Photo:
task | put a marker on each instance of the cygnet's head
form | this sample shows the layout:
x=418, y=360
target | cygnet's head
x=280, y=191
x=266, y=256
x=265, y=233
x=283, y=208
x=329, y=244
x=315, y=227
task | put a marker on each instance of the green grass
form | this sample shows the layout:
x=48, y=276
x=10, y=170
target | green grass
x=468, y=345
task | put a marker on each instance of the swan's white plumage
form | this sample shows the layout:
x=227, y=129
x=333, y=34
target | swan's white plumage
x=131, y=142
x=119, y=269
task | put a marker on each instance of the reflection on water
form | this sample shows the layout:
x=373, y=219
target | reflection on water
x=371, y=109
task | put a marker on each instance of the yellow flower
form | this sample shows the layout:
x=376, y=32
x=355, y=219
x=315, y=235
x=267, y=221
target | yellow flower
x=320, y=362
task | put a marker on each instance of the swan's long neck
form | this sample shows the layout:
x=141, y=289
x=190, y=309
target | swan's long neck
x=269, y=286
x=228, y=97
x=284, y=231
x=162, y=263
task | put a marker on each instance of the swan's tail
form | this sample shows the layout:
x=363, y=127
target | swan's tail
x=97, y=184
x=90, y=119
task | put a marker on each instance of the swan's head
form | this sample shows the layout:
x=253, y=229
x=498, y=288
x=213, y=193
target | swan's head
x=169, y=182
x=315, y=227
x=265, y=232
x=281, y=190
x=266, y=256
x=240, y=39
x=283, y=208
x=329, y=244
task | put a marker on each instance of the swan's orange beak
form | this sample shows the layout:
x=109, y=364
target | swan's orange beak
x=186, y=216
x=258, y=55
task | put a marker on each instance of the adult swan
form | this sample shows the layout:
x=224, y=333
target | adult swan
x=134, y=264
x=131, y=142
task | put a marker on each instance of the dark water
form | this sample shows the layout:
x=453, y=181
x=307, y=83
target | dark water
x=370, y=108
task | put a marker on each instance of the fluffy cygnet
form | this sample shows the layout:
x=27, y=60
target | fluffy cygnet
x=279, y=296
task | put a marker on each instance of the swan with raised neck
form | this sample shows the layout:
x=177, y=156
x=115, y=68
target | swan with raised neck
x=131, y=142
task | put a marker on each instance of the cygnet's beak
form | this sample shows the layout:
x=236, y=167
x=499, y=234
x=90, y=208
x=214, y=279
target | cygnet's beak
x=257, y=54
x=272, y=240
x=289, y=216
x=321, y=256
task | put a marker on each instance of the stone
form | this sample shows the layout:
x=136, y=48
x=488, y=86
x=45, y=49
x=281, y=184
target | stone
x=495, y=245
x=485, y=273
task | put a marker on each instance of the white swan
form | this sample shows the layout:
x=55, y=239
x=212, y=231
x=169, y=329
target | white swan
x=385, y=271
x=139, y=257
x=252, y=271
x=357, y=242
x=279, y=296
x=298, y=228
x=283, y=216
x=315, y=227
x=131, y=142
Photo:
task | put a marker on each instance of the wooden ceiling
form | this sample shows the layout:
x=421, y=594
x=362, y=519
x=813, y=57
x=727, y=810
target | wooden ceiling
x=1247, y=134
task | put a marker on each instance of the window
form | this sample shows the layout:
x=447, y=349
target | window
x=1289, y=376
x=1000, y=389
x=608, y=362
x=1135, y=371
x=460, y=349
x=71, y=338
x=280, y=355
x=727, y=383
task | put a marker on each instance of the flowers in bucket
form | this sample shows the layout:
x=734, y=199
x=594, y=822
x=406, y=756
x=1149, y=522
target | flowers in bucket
------------------------
**Your objective:**
Repeat the listing above exactly, line for line.

**Solved exercise:**
Photo:
task | put a marker on each instance of the cygnet's head
form | this sample shows the layout:
x=418, y=360
target | cygnet's head
x=280, y=191
x=266, y=256
x=265, y=233
x=283, y=208
x=329, y=244
x=315, y=227
task | put a marker on each instance of the green grass
form | this sample shows the layout:
x=48, y=276
x=10, y=170
target | green grass
x=468, y=345
task | put a marker on each instance of the swan's white plumage
form | this sample shows the layout:
x=227, y=129
x=333, y=34
target | swan's white plumage
x=131, y=142
x=119, y=269
task | put a marker on each instance of the reflection on water
form | this sample shows the layout:
x=373, y=219
target | reflection on water
x=371, y=109
task | put a marker on each instance of the yellow flower
form | this sample shows the layout:
x=376, y=32
x=355, y=219
x=315, y=235
x=267, y=221
target | yellow flower
x=320, y=362
task | put a marker on each instance of the swan's long neck
form | this sample shows the layout:
x=141, y=289
x=190, y=309
target | swan's long neck
x=269, y=286
x=228, y=97
x=284, y=231
x=162, y=263
task | put a marker on each instance of the swan's tail
form | this sample shows the layout:
x=363, y=127
target | swan's tail
x=97, y=184
x=90, y=119
task | put a marker on each instance of the swan's head
form | this sample shows the layout:
x=253, y=229
x=498, y=288
x=213, y=193
target | swan's head
x=169, y=182
x=315, y=227
x=265, y=232
x=281, y=190
x=266, y=256
x=240, y=39
x=283, y=208
x=329, y=244
task | put a marker on each instance of the swan's orange beak
form | this sample shows the layout:
x=109, y=364
target | swan's orange beak
x=186, y=216
x=258, y=55
task | put a marker on each instance of the adult swan
form | this sample shows the layout:
x=224, y=333
target | adult swan
x=134, y=264
x=131, y=142
task | put a marker on each instance of the dark water
form | this sample shows the layout:
x=453, y=181
x=307, y=83
target | dark water
x=370, y=108
task | put a marker on each instance of the fluffy cygnet
form | this sample shows the layout:
x=27, y=60
target | fluffy cygnet
x=279, y=296
task | put a marker on each instance of the swan with raised neck
form | this sample shows the layout:
x=177, y=156
x=115, y=68
target | swan with raised neck
x=131, y=142
task | put a marker on each instance of the cygnet's beak
form | this sample shows the layout:
x=236, y=167
x=499, y=234
x=90, y=208
x=214, y=279
target | cygnet's beak
x=257, y=54
x=272, y=240
x=289, y=216
x=321, y=256
task | put a marker on each instance of the stone
form | this sample shows the layout:
x=136, y=48
x=488, y=86
x=45, y=49
x=281, y=184
target | stone
x=495, y=245
x=485, y=273
task | put a marker on each instance of the white swan
form | this sample shows the layout:
x=55, y=239
x=212, y=231
x=169, y=329
target | white swan
x=385, y=271
x=139, y=257
x=252, y=271
x=357, y=242
x=279, y=296
x=298, y=228
x=283, y=216
x=315, y=227
x=131, y=142
Photo:
task | put a marker on each instance of the wooden ceiling
form | this sample shows the layout:
x=421, y=594
x=362, y=519
x=813, y=57
x=727, y=810
target | wooden ceiling
x=1247, y=134
task | put a marker on each instance of the window
form | this sample shows the layout:
x=447, y=349
target | window
x=1289, y=376
x=1000, y=389
x=608, y=362
x=1135, y=371
x=460, y=349
x=71, y=338
x=280, y=355
x=727, y=383
task | put a marker on each instance of the flowers in bucket
form | this sample shows the layout:
x=734, y=199
x=594, y=822
x=406, y=756
x=1149, y=522
target | flowers in bucket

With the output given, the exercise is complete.